# Task to complete
Go through the listing and return every line with "plastic" in it.
════════════════
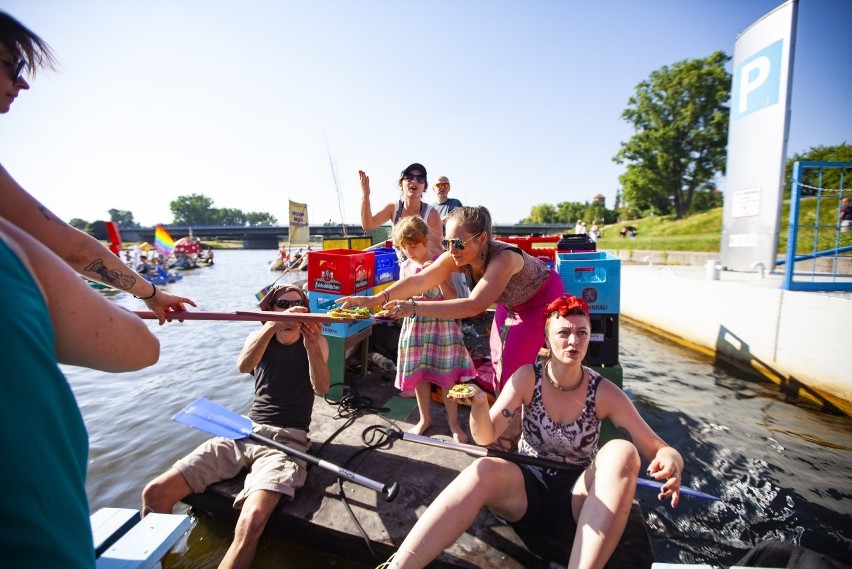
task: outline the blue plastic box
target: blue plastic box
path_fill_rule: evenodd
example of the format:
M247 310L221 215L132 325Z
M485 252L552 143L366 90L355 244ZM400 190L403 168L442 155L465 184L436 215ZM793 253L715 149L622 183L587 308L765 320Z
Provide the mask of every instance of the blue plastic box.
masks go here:
M314 290L308 291L308 301L310 302L311 312L315 314L325 314L330 308L338 306L334 301L344 296L367 296L369 291L362 290L353 294L333 294L330 292L317 292ZM334 336L336 338L347 338L355 332L360 332L373 324L372 320L355 320L354 322L336 322L334 324L323 323L322 335Z
M590 312L620 312L621 259L612 253L557 253L556 272L565 292L588 302Z
M376 254L376 270L373 286L399 280L399 259L393 247L380 247L373 250Z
════════════════
# Answer to this exercise
task: outline the blue plastic box
target: blue plastic box
Provide the mask of every instance of the blue plastic box.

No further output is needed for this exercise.